Strategy and execution in information intensive organizations is hard to handle because the nature of these businesses is abstract. Information is a slippery quantity at the best of times.
If only the software development industry had the hard characteristics of manufacturing industry: visible raw materials and measurable transformation processes. We might then be able to apply some of the wisdom used to reinvent traditional businesses for the modern competitive world.
In fact, software development is not so very different from factories. Manufacturing industry has much to teach us, especially in the area of “batch and flow”. In their classic work on "Lean Thinking" the application of Japanese “lean” techniques, the process describes how altering production processes to single-piece flow improves profitability, productivity, flexibility and time to market for companies large and small.
Can software development looks like a classic batch industry? Developers organized into specialized departments, trained staff process materials in a kind of production line. Workflow techniques make the manufacturing analogy explicit. Internal systems act as a conveyor belt, shifting work from station to station.
From another perspective, software development is also characterized by the most visible inefficiencies of the traditional batch approach: re-handling and holding. In batch manufacturing systems, parts or assemblies are frequently moved, stored, retrieved and reworked. Much of a product's period of creation is in fact spent sitting waiting. The same applies to the product design process. Software industry shares these characteristics, spending much of their time in queue or transit and with much staff and partner time dedicated to querying the current status of items.

■ What the task asks ■
Return the span of the passage on software and manufacturing that starts at "If only the" and ends at "modern competitive world.", copied word for word. The data that follows has no connection to the passage on software and manufacturing.

■ Collected data ■
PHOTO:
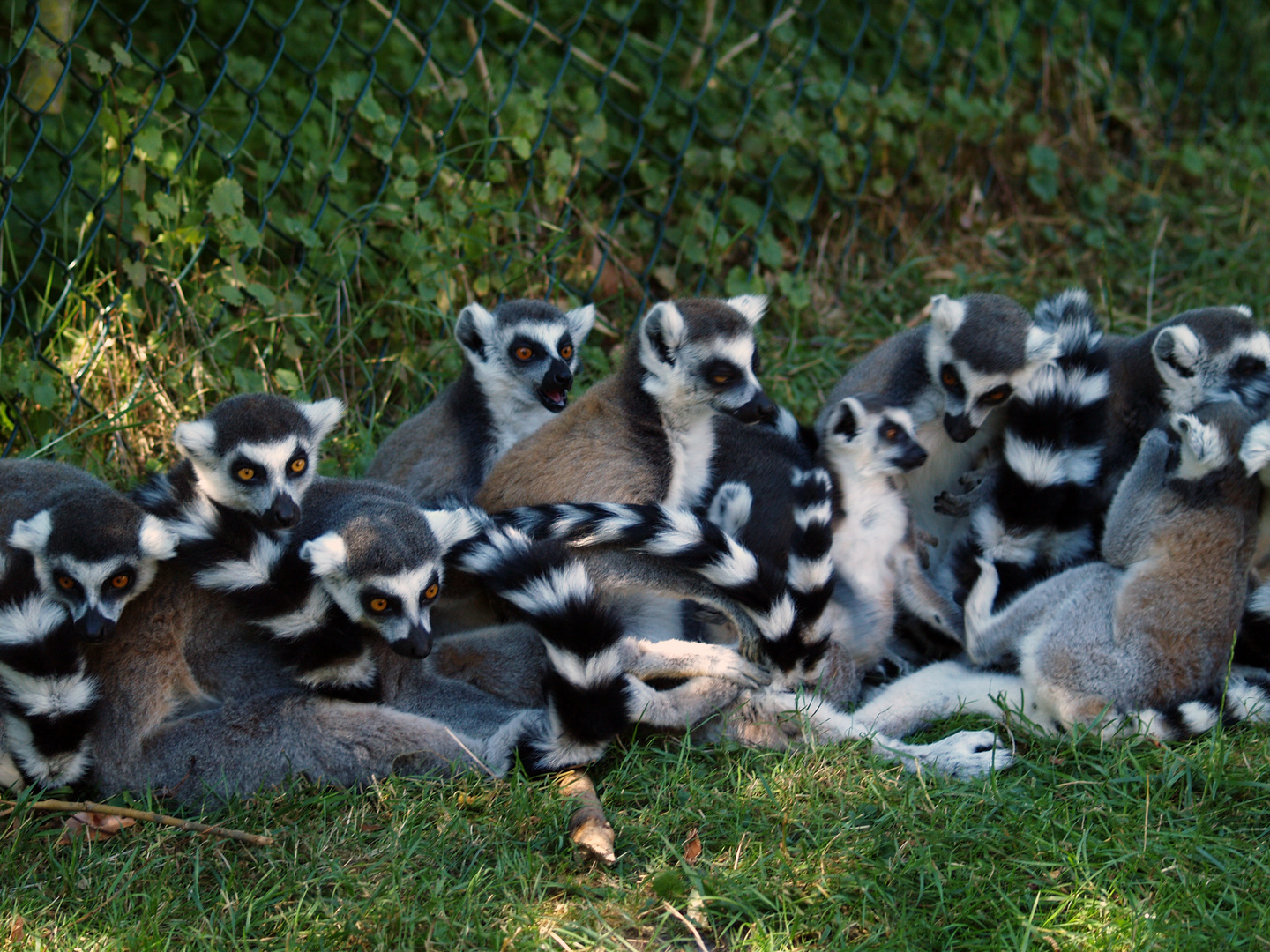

■ Expected answer ■
If only the software development industry had the hard characteristics of manufacturing industry: visible raw materials and measurable transformation processes. We might then be able to apply some of the wisdom used to reinvent traditional businesses for the modern competitive world.